Please update the material starting at the line containing "TARGET: hillside" and ending at the last line, putting "paved courtyard" wherever "gravel courtyard" appears and leaving everything else unchanged. Return only those lines.

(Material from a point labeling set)
^^^^^^^^

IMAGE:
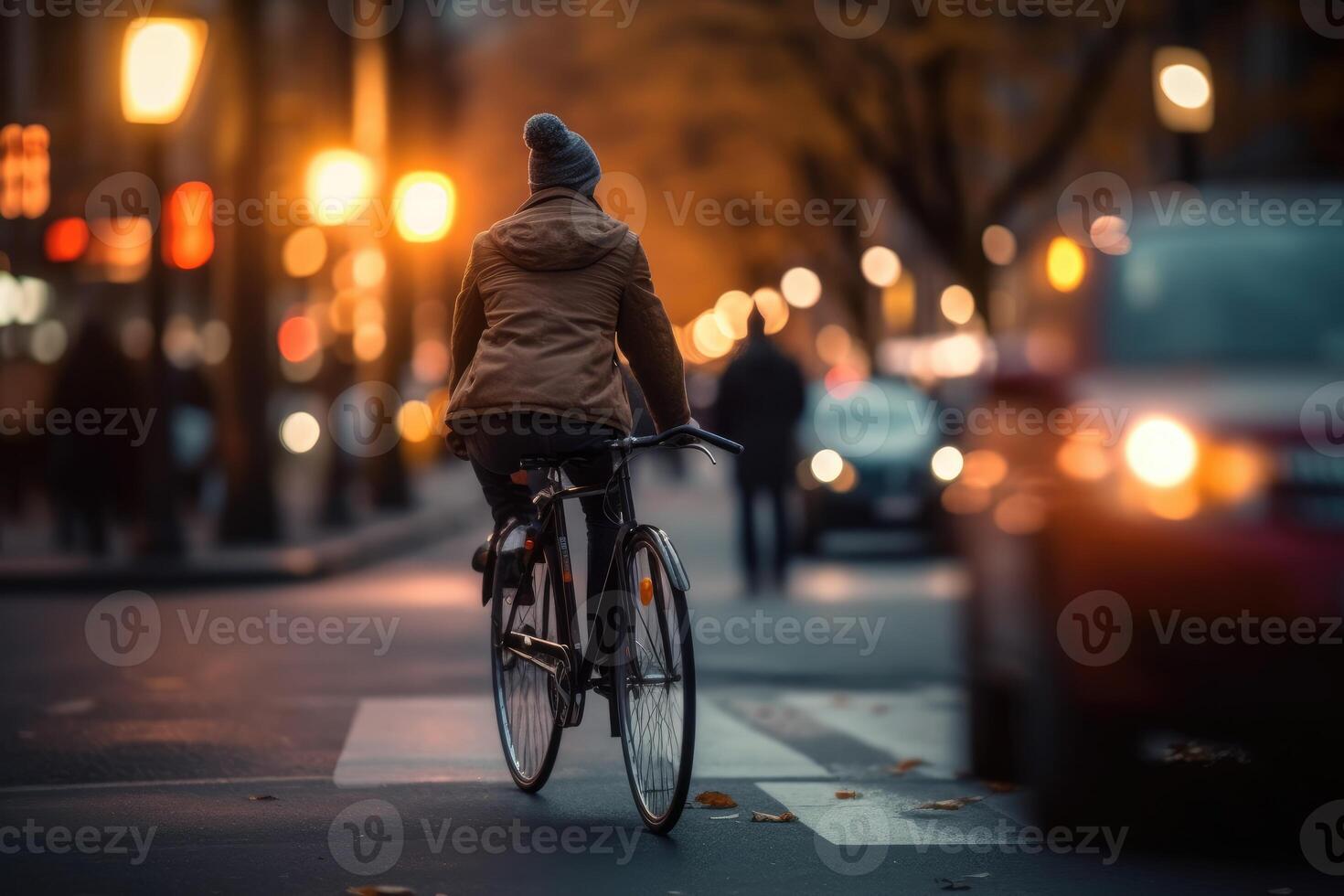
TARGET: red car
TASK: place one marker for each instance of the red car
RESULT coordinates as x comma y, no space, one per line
1156,529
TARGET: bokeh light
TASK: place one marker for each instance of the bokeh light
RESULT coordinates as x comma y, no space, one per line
304,252
946,463
340,185
801,288
299,432
880,266
1064,265
998,243
957,304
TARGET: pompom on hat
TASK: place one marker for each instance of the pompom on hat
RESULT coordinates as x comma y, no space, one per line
560,156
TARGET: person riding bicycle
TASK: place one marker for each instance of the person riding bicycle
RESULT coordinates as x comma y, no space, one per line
548,295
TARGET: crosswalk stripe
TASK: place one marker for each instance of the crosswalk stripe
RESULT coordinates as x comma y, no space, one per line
905,724
891,817
726,747
395,741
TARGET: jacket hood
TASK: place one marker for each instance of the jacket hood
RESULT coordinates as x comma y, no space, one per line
558,229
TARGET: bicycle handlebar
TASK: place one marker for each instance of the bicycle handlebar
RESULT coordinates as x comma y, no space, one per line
677,432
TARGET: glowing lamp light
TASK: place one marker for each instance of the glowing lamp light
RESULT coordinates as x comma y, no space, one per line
425,202
880,266
827,465
300,432
946,463
340,183
1064,265
1183,89
957,304
1184,85
159,63
1161,453
801,288
66,240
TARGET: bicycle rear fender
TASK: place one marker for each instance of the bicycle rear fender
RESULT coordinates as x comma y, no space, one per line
667,554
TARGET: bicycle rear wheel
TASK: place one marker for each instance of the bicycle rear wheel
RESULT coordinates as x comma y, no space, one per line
655,689
525,693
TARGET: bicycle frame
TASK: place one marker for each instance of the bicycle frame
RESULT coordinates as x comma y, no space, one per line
565,660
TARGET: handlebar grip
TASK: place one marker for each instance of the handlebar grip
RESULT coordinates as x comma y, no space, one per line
686,429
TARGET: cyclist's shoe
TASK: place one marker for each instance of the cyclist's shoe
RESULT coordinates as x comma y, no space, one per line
512,564
481,555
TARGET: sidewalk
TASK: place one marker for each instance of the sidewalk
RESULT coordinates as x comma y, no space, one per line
446,500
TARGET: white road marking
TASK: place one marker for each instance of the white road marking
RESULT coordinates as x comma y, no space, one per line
926,724
176,782
398,741
726,747
890,817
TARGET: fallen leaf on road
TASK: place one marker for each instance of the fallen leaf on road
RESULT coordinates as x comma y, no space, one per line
715,799
951,805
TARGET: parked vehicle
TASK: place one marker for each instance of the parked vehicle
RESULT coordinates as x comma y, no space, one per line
1166,558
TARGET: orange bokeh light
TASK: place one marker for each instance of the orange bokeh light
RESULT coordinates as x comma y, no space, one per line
66,240
297,338
188,226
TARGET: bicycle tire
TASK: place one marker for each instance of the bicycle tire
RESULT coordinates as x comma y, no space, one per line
660,645
529,739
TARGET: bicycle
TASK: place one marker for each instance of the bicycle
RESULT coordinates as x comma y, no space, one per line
638,652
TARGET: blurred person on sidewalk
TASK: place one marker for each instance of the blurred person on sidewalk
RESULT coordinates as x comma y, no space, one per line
760,402
93,472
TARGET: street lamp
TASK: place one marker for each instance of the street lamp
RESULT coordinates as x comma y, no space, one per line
423,203
160,59
159,63
340,185
1183,94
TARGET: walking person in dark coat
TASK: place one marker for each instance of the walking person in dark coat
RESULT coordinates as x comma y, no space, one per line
760,400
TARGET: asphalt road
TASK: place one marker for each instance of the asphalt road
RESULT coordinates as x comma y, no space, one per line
334,735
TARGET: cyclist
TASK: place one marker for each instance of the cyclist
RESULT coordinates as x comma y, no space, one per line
548,295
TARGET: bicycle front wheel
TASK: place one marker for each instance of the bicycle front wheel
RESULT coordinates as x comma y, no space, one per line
526,699
655,689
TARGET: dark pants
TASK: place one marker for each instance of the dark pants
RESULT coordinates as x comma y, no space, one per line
780,534
499,441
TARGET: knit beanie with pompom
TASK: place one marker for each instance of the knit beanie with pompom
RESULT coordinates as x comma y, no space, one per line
560,156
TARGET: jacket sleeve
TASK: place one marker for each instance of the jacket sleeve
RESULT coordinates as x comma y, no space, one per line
468,324
645,337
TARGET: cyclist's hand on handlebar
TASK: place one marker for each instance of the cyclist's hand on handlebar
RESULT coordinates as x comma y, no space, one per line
682,441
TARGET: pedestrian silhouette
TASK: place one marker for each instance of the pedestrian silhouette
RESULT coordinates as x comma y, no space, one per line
760,402
93,470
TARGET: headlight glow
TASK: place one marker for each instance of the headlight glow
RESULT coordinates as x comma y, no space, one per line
1161,452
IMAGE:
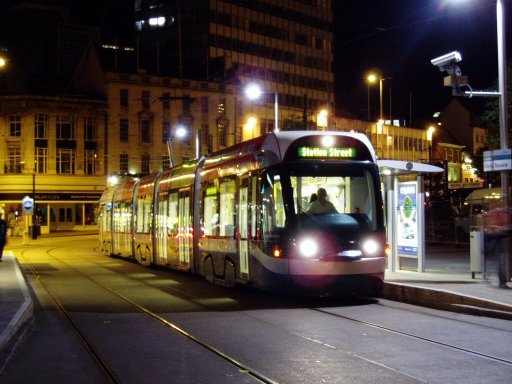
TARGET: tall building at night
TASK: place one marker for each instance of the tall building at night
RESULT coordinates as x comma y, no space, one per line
284,45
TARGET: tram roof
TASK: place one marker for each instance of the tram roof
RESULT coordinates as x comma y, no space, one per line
279,142
400,167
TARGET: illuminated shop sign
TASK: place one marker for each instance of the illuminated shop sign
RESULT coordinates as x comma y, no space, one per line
328,153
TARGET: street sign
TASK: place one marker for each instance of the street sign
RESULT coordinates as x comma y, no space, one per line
488,162
28,205
498,160
502,159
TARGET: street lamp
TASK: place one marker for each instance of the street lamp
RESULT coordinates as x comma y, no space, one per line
253,91
501,94
321,119
371,79
430,134
180,131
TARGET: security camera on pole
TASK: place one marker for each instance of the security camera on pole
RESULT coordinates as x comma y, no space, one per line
28,211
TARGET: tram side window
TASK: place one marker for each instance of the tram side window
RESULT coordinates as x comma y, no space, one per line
227,208
143,215
172,223
210,210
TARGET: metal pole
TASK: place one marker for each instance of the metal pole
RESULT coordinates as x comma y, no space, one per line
235,129
169,149
34,233
380,96
502,88
276,112
369,118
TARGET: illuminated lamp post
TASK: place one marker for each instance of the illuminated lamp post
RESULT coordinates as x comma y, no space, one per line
180,131
430,134
321,119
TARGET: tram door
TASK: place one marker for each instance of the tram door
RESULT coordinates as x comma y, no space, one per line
161,230
243,227
185,228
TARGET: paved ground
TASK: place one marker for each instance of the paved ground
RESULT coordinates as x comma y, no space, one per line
447,283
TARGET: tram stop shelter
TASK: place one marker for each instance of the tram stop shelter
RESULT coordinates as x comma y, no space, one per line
405,210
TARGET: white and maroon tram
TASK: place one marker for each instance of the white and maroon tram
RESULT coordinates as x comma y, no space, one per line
239,215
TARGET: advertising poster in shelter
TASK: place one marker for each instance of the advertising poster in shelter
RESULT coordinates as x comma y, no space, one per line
407,222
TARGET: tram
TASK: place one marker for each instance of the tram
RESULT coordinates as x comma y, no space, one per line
240,215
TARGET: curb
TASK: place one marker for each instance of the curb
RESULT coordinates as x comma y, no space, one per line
445,300
23,315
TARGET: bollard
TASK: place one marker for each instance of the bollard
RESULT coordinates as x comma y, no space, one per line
476,253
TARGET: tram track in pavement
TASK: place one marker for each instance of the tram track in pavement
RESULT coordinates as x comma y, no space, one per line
244,368
376,301
98,359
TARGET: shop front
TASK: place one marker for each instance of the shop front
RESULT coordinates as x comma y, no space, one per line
53,212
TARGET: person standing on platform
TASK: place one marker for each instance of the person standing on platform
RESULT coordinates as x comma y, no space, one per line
498,228
321,205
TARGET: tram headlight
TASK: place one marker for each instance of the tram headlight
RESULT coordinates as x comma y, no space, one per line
371,247
308,247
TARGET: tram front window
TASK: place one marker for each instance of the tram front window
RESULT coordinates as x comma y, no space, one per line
344,201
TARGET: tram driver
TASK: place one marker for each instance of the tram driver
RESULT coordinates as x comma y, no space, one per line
321,205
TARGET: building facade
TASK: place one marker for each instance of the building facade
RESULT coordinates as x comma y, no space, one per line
53,150
285,46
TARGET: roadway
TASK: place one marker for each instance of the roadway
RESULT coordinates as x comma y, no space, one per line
100,319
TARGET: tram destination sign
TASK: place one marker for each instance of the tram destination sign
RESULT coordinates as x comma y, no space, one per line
327,153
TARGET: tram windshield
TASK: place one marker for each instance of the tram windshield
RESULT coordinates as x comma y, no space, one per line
346,202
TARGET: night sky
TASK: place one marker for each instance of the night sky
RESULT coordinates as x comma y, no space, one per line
396,37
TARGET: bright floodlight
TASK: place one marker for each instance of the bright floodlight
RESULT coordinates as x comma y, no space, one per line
181,131
253,91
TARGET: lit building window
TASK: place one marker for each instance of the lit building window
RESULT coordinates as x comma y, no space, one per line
41,160
123,163
65,161
40,125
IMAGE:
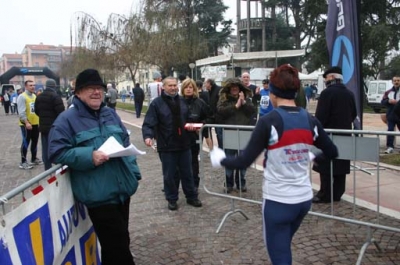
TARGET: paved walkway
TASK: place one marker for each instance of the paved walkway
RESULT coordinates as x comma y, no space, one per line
188,236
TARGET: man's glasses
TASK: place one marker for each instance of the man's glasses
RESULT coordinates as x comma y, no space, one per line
91,89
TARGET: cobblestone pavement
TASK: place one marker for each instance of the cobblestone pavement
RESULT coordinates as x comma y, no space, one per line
187,236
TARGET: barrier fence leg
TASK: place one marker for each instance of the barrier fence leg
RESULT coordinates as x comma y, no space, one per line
231,212
370,240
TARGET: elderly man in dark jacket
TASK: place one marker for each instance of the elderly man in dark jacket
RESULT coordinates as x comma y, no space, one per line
336,109
390,99
139,98
48,106
213,90
166,118
235,107
104,184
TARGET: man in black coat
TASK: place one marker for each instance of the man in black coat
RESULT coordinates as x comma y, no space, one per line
48,106
138,96
213,90
336,109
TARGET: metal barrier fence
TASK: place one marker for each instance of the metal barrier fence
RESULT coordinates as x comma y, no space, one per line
5,200
360,147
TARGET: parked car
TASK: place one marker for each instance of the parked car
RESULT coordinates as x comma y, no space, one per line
376,89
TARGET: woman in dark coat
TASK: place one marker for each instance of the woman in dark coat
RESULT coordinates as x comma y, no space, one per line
199,112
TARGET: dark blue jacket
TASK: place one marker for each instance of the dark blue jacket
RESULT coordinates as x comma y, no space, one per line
199,112
390,114
75,134
158,124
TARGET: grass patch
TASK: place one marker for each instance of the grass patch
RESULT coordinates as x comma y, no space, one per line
391,159
130,106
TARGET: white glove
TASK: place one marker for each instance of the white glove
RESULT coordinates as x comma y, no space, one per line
216,156
313,153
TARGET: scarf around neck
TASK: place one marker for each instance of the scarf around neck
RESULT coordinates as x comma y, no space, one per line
174,105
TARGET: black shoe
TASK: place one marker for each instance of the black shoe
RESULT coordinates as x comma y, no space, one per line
173,206
319,200
243,189
194,202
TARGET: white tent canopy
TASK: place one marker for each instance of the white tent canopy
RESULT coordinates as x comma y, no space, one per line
313,76
249,56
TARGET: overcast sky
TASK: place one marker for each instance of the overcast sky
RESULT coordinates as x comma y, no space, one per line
48,21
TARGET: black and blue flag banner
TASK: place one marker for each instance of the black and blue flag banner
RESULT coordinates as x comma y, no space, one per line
342,39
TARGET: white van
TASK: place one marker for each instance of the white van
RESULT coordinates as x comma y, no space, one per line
376,89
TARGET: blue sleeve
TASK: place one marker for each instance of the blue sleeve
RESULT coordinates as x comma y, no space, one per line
258,142
324,142
62,150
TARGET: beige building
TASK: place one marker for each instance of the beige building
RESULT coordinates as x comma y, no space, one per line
36,55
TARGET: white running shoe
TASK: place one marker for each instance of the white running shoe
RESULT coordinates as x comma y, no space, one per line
25,166
389,150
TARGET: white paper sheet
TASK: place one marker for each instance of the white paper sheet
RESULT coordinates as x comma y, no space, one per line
114,149
216,156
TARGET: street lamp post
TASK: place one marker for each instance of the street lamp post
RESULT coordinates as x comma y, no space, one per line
192,66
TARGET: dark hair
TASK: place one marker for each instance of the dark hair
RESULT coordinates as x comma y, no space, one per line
181,77
199,84
285,77
211,81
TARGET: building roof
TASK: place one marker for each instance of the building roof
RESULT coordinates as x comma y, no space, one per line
41,47
12,56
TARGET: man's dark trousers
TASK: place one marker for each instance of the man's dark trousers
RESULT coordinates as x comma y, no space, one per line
182,161
110,223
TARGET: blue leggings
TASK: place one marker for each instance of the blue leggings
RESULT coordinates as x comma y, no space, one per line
281,222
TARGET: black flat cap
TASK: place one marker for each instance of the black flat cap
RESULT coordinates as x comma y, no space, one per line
333,70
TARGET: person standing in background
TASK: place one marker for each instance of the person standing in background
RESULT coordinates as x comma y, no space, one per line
48,106
7,100
29,124
155,87
112,95
265,101
213,91
390,98
336,109
235,107
103,184
166,118
198,113
138,95
255,90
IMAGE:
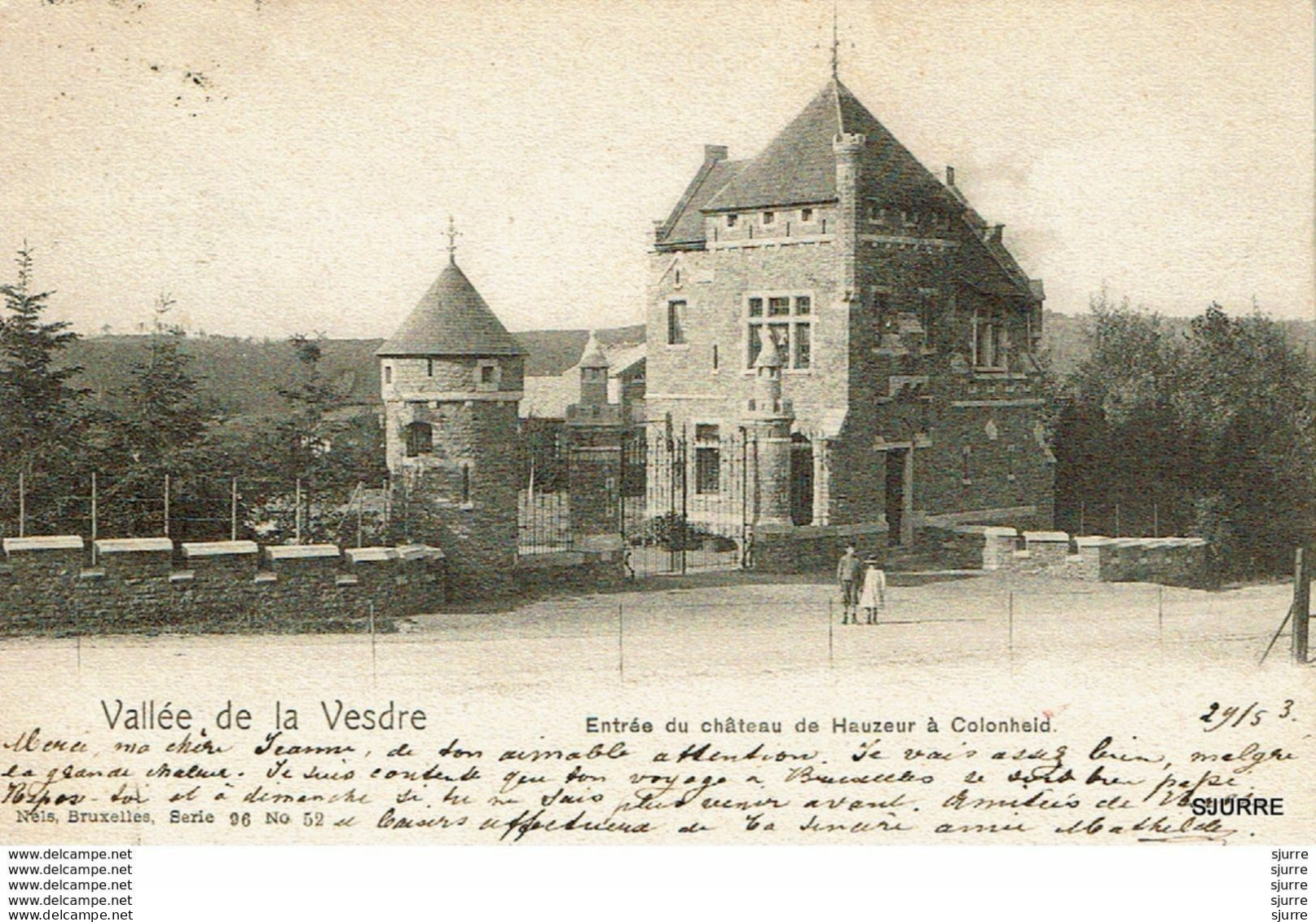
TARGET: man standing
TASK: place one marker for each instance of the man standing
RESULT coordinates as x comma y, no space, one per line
847,575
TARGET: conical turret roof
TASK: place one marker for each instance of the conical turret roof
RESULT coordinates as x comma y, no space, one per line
799,165
451,319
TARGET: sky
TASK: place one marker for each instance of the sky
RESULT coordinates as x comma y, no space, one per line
290,166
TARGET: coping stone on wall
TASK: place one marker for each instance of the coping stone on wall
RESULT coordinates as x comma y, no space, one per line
276,552
111,545
370,555
194,549
42,543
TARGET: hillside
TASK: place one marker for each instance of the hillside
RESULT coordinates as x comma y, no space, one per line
244,376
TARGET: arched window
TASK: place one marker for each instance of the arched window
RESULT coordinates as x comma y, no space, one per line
420,439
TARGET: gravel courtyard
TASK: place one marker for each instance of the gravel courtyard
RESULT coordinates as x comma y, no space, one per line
962,627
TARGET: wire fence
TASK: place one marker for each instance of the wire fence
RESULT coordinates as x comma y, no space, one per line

^^^^^^^^

◆ The answer:
TARGET: hillside
TASK: place one marker for each instance of the hillside
RESULT coordinates as x comma y, no space, one per line
244,376
TARGET: arched window
TASK: place one marker for each instance of the arched window
RESULT coordinates as x comma y, no space, one per line
420,439
TARGET: paved courtyard
TASK: place one marker for each instance of the paved courtyard
RESULT coordinates as x comma y, no space, one per line
962,627
TARGET: wire fence
TASK: place one marker for each instance of the wire fence
RESULT coordinates as x comma y, no space, one per line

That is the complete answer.